**Extrait à lire**
Comment un moine est passé de la mort à la vie

Témoignage de Herman Hegger

 

 

 

Né en Hollande, Herman Hegger s'est converti à Jésus-Christ au Brésil.

Au cours de mon enfance, j'entendais souvent dire que le meilleur moyen d'échapper à l'enfer éternel était d'entrer au monastère, alors j'ai décidé de suivre ce conseil-là.

 

Mes efforts au monastère

 

La vie monastique a pour but l'acquisition d'une volonté forte qui permet de maîtriser les passions et les convoitises. Dans mon monastère, on pratiquait diverses sortes de tortures physiques pour atteindre ce but : par exemple, nous nous flagellions plusieurs fois par semaine avec des cordes à nœuds. On nous disait que si nous parvenions à supporter calmement cette douleur intense, nous aurions la force de résister à toutes sortes de désirs sensuels et sexuels. On nous disait aussi que la flagellation nous ferait expier nos péchés passés et qu'elle abrégerait nos châtiments à venir dans le purgatoire. Un châtiment physique (parmi beaucoup d'autres) qui avait cours chez nous consistait à porter autour de la taille, de la cuisse, ou du bras une chaîne garnie de pointes qui s'enfonçaient dans la chair.

**Consignes**
1. Résumez l'extrait sur la vie monastique de Herman Hegger en deux phrases.
2. Rédigez la suite de l'extrait sur la vie monastique de Herman Hegger, en partant de sa dernière phrase.

**Données**
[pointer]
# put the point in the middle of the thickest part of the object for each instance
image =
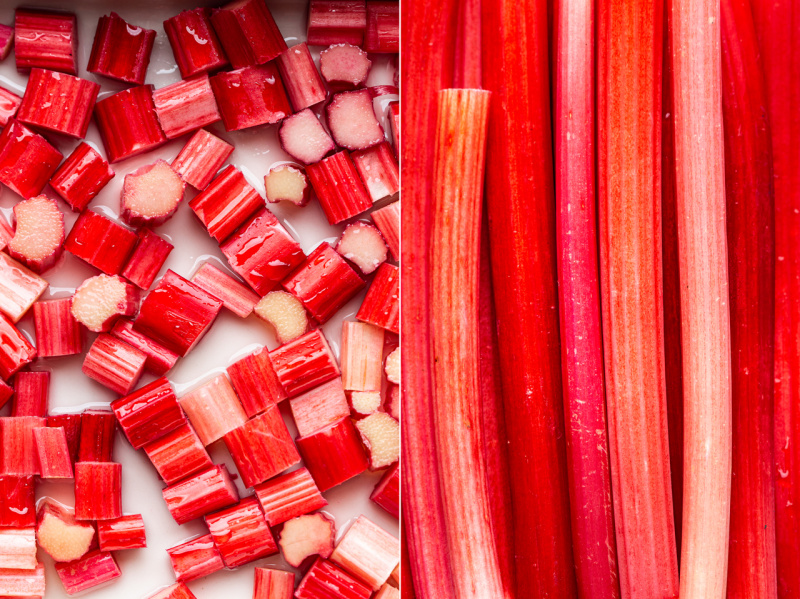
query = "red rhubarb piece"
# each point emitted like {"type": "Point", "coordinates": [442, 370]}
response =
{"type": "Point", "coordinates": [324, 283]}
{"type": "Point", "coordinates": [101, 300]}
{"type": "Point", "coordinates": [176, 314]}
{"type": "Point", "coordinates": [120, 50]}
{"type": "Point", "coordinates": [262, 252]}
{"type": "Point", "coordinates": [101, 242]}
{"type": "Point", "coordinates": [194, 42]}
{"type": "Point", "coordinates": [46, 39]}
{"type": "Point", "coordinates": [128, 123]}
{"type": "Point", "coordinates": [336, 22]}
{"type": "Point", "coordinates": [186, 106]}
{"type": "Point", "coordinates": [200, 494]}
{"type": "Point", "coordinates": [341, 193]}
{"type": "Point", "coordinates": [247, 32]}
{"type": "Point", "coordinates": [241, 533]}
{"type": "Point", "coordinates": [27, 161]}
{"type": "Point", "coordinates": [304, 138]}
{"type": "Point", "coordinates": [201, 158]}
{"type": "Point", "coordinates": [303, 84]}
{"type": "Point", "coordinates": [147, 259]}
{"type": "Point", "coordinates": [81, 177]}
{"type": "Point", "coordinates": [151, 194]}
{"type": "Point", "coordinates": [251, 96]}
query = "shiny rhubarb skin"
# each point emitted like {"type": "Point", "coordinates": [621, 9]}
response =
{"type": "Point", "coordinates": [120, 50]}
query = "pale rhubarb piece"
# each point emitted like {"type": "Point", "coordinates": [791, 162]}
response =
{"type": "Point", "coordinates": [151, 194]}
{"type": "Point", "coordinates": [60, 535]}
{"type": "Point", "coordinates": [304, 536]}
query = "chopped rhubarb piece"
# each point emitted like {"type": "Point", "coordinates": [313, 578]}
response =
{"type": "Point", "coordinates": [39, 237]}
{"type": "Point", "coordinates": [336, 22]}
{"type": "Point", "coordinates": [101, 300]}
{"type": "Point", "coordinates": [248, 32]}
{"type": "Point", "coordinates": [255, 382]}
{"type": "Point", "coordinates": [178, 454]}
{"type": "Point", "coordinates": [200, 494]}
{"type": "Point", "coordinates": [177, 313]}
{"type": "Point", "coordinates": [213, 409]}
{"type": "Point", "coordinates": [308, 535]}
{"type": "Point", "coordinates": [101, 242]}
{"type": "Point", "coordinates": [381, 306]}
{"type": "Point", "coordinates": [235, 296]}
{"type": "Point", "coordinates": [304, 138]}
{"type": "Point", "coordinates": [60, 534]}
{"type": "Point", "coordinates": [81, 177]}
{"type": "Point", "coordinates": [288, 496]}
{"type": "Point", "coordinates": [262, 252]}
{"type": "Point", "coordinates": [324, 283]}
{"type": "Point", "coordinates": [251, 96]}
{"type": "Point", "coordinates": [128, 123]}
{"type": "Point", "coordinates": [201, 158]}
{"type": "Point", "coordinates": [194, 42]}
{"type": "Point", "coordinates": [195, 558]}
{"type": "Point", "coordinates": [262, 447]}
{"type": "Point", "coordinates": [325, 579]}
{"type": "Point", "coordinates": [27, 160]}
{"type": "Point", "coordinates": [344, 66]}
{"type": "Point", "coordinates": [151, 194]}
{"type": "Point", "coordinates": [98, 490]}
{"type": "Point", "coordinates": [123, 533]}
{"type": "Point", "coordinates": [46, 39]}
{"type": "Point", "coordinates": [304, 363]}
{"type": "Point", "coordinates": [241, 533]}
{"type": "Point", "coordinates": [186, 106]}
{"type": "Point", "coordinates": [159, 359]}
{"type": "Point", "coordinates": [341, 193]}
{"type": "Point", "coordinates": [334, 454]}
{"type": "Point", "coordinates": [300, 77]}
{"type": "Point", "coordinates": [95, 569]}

**Corrigé**
1. Né en Hollande, Herman Hegger a entendu souvent dans son enfance qu'entrer au monastère était le meilleur moyen d'échapper à l'enfer éternel et a décidé de suivre ce conseil. Dans son monastère, où la vie visait à acquérir une volonté forte pour maîtriser passions et convoitises, on pratiquait des tortures physiques comme la flagellation avec des cordes à nœuds ou le port d'une chaîne garnie de pointes qui s'enfonçaient dans la chair.

2.
Outre ces punitions que nous nous infligions nous-mêmes, il y avait d'autres exercices qui étaient censés nous rendre humbles et nous délivrer de tout orgueil, de toute vanité. Régulièrement, un des prêtres devait s'allonger sur le seuil d'une porte pour que tous les autres soient obligés de lui marcher dessus en entrant. Quand c'était mon tour, j'avais immanquablement l'impression d'être un ver que les autres foulaient aux pieds, et je me figurais que cette humiliation volontairement acceptée plaisait à Dieu.

La plus abjecte de ces humiliations consistait à lécher le sol avec la langue jusqu'à ce qu'il soit propre. Cela me donnait l'impression d'être ravalé au rang d'une bête, d'un porc dans la boue, ou d'un insecte qui se traîne dans la poussière.

Cependant, j'avais beau me punir et m'humilier, je ne discernais aucune amélioration dans mon caractère et dans ma conduite ; je voyais au contraire que cela ne servait qu'à entretenir ma faiblesse et mon péché naturels. Par exemple, quand il fallait lécher le sol avec la langue, mon orgueil et ma vanité ne faisaient que croître. Je me disais : "Quel courage ! Quelle volonté ! Pour s'infliger des châtiments pareils, il faut vraiment être quelqu'un d'extraordinaire !"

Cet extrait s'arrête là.